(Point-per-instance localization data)
+ + +
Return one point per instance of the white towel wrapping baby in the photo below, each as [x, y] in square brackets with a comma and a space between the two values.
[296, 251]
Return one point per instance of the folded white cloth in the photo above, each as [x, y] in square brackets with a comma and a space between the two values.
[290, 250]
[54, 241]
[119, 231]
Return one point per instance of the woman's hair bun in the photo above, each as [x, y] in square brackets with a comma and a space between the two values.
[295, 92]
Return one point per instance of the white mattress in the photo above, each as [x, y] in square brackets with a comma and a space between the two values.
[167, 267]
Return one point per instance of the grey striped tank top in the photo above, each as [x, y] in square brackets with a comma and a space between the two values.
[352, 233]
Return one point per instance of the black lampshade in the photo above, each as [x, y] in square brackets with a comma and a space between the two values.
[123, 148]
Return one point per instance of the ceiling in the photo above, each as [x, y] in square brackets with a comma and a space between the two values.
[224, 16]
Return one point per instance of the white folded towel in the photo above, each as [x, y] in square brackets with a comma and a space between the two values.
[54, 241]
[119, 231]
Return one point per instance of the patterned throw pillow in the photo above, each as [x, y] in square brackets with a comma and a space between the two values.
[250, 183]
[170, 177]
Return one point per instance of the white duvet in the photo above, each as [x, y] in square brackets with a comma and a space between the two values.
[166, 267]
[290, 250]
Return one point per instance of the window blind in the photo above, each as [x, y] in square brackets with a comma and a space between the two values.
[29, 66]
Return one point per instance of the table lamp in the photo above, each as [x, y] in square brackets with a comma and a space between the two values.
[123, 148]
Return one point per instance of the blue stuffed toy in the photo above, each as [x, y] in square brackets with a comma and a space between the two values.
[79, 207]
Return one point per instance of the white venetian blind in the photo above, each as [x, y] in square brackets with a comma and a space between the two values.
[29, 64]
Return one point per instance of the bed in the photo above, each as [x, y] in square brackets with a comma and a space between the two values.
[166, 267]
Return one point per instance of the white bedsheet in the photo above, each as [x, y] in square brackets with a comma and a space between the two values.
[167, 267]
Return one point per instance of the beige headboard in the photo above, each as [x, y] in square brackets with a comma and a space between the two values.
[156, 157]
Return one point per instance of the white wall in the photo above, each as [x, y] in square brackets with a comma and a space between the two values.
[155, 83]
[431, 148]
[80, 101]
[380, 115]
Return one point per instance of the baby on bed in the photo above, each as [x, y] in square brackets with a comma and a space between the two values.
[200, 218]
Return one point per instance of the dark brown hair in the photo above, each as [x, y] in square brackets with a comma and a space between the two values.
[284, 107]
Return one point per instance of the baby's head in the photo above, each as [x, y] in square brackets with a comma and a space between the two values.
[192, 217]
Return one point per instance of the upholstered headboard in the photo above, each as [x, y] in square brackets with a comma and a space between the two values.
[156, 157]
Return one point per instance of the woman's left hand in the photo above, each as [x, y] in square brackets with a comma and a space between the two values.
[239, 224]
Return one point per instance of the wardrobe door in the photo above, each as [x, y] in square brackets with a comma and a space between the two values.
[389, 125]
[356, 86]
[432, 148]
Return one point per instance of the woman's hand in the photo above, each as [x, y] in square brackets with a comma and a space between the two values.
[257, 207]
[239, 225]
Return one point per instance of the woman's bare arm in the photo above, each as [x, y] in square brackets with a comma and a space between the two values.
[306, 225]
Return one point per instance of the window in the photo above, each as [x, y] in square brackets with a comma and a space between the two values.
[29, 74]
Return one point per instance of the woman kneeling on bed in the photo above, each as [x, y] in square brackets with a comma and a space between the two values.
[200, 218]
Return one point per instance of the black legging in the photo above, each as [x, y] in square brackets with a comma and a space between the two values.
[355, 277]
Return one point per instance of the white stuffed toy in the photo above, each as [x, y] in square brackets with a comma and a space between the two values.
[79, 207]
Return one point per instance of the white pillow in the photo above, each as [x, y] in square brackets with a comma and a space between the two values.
+ + +
Goal of the exercise
Make an exact transcription of the entries above.

Completed task
Return one point per instance of the white towel wrapping baby in the photo below, each as [x, y] in square brackets with a comma and a space between the two values.
[296, 251]
Return one point per instance of the folded white cloth in the photo above, each as [x, y] in square brackets with a comma and a space between the two values.
[290, 250]
[54, 241]
[119, 231]
Return one point per instance of the woman's hair bun in the photo above, each as [x, y] in square brackets with a comma and a space between the two values.
[295, 92]
Return one point per instance of the white mattress in the photo above, each as [x, y] in square brackets with a comma and a space between the two values.
[167, 267]
Return one point per instance of the grey striped tank top in the photo above, each as [x, y] in square brackets with a comma and a space between the two values.
[352, 233]
Return one point per instance of the black lampshade in the photo above, each as [x, y] in square brackets with a comma and a space between the two values.
[123, 148]
Return one point per instance of the ceiling in the photo above, each as [x, y] in square brackets with a comma and a space between the two values.
[224, 16]
Return one point per instance of the white folded towel in the photo above, each as [x, y] in square brackets with a comma and a space between the two values.
[54, 241]
[119, 231]
Return one point per instance of the patterned throw pillow in the photo above, each as [x, y] in square brackets with a comma and a space between the two values.
[250, 183]
[170, 177]
Return one point per instance of the white duvet in the photo above, each as [x, y] in square brackets with a comma and a space between the two values.
[166, 267]
[290, 250]
Return one point per instance of the window blind in the photo above, each as [x, y] in square brackets with a comma and a space between the two values.
[29, 66]
Return one point per instance of the table lamp in the photo above, each as [x, y] in square brackets with a comma and a space between the two values.
[123, 148]
Return one point per instance of the blue stuffed toy in the photo above, each as [x, y] in square brackets with a comma and a space between the two values.
[79, 207]
Return one point per instance of the white venetian blind in the photo above, each as [x, y] in square brackets with a comma and a space between the two values.
[29, 64]
Return one point per instance of the bed in the photo above, each as [x, y] in square brackets with a comma and a space between the two values.
[166, 267]
Return one point per instance of the white bedsheet in the photo above, each as [x, y] in square brackets with a comma and a space between the two values.
[167, 267]
Return one point per instance of the beige headboard in the photo above, each as [x, y] in square brackets with a comma and a space between the two values.
[156, 157]
Return one point per instance of the white wall in the photo above, each as [x, y] in square brackets with a comma and a space between the two values.
[155, 83]
[431, 148]
[80, 101]
[380, 115]
Return one point per instance of the baby on bed in the photo above, each as [x, y] in square brackets with a comma and a space between the two values.
[200, 218]
Return one point per instance of the dark brown hair in the photo above, each as [x, y] in square brackets with a comma and a space between the two values.
[284, 107]
Return one point per instance of the baby's head in the photo above, each as [x, y] in square brackets with a comma and a space between the two values.
[192, 217]
Return one point per instance of the upholstered headboard in the photo above, each as [x, y] in square brackets with a comma and a space between the two values.
[156, 157]
Return one point per instance of the woman's left hand in the photo above, each as [x, y] in square brackets with a comma and a space between the two values.
[239, 224]
Return one point per instance of the wardrobe door in the photo above, each as [x, y] in square brackets with a comma and a space between the two values.
[389, 125]
[356, 86]
[432, 148]
Return one point per instance of the woman's hand in the photo above, each as [x, y] in square brackets with a comma and a space between the two values.
[257, 207]
[239, 225]
Return one point per instance of the woman's bare arm in the photo above, each as [x, y] in square brackets with a comma and a space between the two values.
[306, 225]
Return one point per instance of the window in the photo above, each as [x, y] in square brackets with a comma and a space between the two values.
[29, 74]
Return one point per instance of the woman kneeling on bed in the photo above, each as [x, y] in square brackets with a comma and a space between the two values.
[200, 218]
Return one point per instance of the black legging in the photo above, each as [x, y] in square brackets with a comma and a space between the two values.
[355, 277]
Return one point per instance of the white stuffed toy in the photo above, each as [x, y] in square brackets with a comma and a space between the two values.
[79, 207]
Return one point per instance of the white pillow in the photo above, each as [x, y] in square brackets with a comma and a space between the two values.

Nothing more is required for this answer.